What you should do. Reproduce the lines from the one containing "Localize side mirror." through the end of the items below, leaving out any pictures.

Raw data.
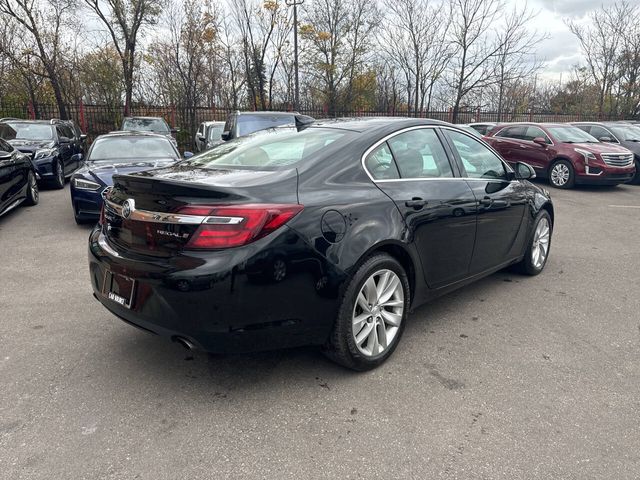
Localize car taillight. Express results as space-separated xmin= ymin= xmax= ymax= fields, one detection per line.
xmin=180 ymin=204 xmax=304 ymax=250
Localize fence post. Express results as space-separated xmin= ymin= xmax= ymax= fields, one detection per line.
xmin=78 ymin=99 xmax=87 ymax=133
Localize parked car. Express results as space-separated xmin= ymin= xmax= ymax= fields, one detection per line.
xmin=70 ymin=132 xmax=189 ymax=224
xmin=469 ymin=122 xmax=498 ymax=135
xmin=120 ymin=117 xmax=178 ymax=147
xmin=89 ymin=118 xmax=554 ymax=370
xmin=0 ymin=140 xmax=39 ymax=215
xmin=485 ymin=123 xmax=635 ymax=188
xmin=456 ymin=124 xmax=482 ymax=138
xmin=573 ymin=122 xmax=640 ymax=185
xmin=194 ymin=122 xmax=225 ymax=152
xmin=222 ymin=112 xmax=314 ymax=141
xmin=0 ymin=119 xmax=86 ymax=188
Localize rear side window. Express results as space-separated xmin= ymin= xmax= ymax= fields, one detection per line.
xmin=364 ymin=142 xmax=400 ymax=180
xmin=447 ymin=130 xmax=507 ymax=180
xmin=389 ymin=128 xmax=453 ymax=178
xmin=494 ymin=125 xmax=526 ymax=140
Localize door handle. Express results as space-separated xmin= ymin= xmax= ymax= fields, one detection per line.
xmin=404 ymin=197 xmax=429 ymax=210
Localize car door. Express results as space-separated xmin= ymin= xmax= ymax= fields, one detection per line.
xmin=365 ymin=127 xmax=476 ymax=288
xmin=512 ymin=125 xmax=552 ymax=172
xmin=443 ymin=129 xmax=528 ymax=274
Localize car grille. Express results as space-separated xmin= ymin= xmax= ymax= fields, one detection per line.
xmin=602 ymin=153 xmax=633 ymax=167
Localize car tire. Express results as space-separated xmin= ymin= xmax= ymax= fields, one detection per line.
xmin=53 ymin=160 xmax=65 ymax=190
xmin=24 ymin=171 xmax=40 ymax=206
xmin=549 ymin=160 xmax=576 ymax=188
xmin=514 ymin=210 xmax=553 ymax=276
xmin=323 ymin=254 xmax=411 ymax=371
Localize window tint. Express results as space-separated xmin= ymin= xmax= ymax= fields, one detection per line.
xmin=389 ymin=128 xmax=453 ymax=178
xmin=447 ymin=130 xmax=507 ymax=180
xmin=523 ymin=125 xmax=551 ymax=143
xmin=184 ymin=128 xmax=349 ymax=168
xmin=364 ymin=142 xmax=400 ymax=180
xmin=0 ymin=140 xmax=13 ymax=153
xmin=495 ymin=125 xmax=526 ymax=140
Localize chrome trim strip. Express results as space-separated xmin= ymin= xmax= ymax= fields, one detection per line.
xmin=104 ymin=199 xmax=244 ymax=225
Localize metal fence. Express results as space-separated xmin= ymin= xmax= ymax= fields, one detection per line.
xmin=0 ymin=102 xmax=632 ymax=151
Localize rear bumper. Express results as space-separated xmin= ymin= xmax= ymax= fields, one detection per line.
xmin=89 ymin=227 xmax=345 ymax=353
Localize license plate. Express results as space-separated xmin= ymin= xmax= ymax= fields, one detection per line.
xmin=102 ymin=270 xmax=136 ymax=308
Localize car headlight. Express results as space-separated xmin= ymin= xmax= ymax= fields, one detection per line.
xmin=574 ymin=148 xmax=596 ymax=165
xmin=73 ymin=178 xmax=100 ymax=191
xmin=33 ymin=148 xmax=56 ymax=160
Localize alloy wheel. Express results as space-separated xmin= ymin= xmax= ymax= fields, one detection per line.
xmin=551 ymin=163 xmax=571 ymax=187
xmin=352 ymin=269 xmax=404 ymax=357
xmin=531 ymin=217 xmax=551 ymax=269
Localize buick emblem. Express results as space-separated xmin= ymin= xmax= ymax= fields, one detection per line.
xmin=122 ymin=198 xmax=136 ymax=218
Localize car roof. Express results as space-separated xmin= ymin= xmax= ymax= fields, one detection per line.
xmin=96 ymin=130 xmax=168 ymax=140
xmin=310 ymin=117 xmax=455 ymax=132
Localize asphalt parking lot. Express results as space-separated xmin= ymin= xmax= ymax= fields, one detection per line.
xmin=0 ymin=185 xmax=640 ymax=480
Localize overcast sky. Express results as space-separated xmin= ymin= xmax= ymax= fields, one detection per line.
xmin=524 ymin=0 xmax=614 ymax=82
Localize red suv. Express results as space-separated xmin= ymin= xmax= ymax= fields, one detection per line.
xmin=485 ymin=123 xmax=636 ymax=188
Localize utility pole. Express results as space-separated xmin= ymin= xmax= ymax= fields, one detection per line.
xmin=285 ymin=0 xmax=304 ymax=111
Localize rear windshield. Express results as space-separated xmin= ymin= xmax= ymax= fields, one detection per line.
xmin=0 ymin=122 xmax=53 ymax=140
xmin=237 ymin=114 xmax=296 ymax=136
xmin=122 ymin=118 xmax=169 ymax=133
xmin=87 ymin=137 xmax=178 ymax=163
xmin=609 ymin=125 xmax=640 ymax=142
xmin=547 ymin=127 xmax=599 ymax=143
xmin=187 ymin=128 xmax=348 ymax=168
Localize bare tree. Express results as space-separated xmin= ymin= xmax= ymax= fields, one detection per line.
xmin=84 ymin=0 xmax=165 ymax=115
xmin=0 ymin=0 xmax=75 ymax=118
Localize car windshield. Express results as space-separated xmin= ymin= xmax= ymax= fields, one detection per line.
xmin=187 ymin=128 xmax=347 ymax=168
xmin=0 ymin=122 xmax=53 ymax=140
xmin=609 ymin=125 xmax=640 ymax=142
xmin=547 ymin=127 xmax=599 ymax=143
xmin=87 ymin=137 xmax=178 ymax=163
xmin=237 ymin=114 xmax=296 ymax=136
xmin=122 ymin=118 xmax=170 ymax=133
xmin=209 ymin=123 xmax=224 ymax=141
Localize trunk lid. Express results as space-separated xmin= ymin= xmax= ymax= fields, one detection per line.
xmin=103 ymin=164 xmax=298 ymax=256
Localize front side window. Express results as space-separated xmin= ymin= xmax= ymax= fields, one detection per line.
xmin=447 ymin=130 xmax=507 ymax=180
xmin=494 ymin=125 xmax=526 ymax=140
xmin=389 ymin=128 xmax=453 ymax=178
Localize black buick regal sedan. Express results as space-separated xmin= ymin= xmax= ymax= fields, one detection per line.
xmin=89 ymin=118 xmax=554 ymax=370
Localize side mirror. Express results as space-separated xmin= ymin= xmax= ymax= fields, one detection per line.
xmin=515 ymin=162 xmax=536 ymax=180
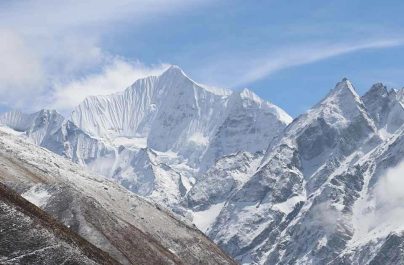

Answer to this task.
Localize side mirror. Express results as space-separated xmin= ymin= xmax= ymax= fields, one detection per line.
xmin=515 ymin=162 xmax=536 ymax=180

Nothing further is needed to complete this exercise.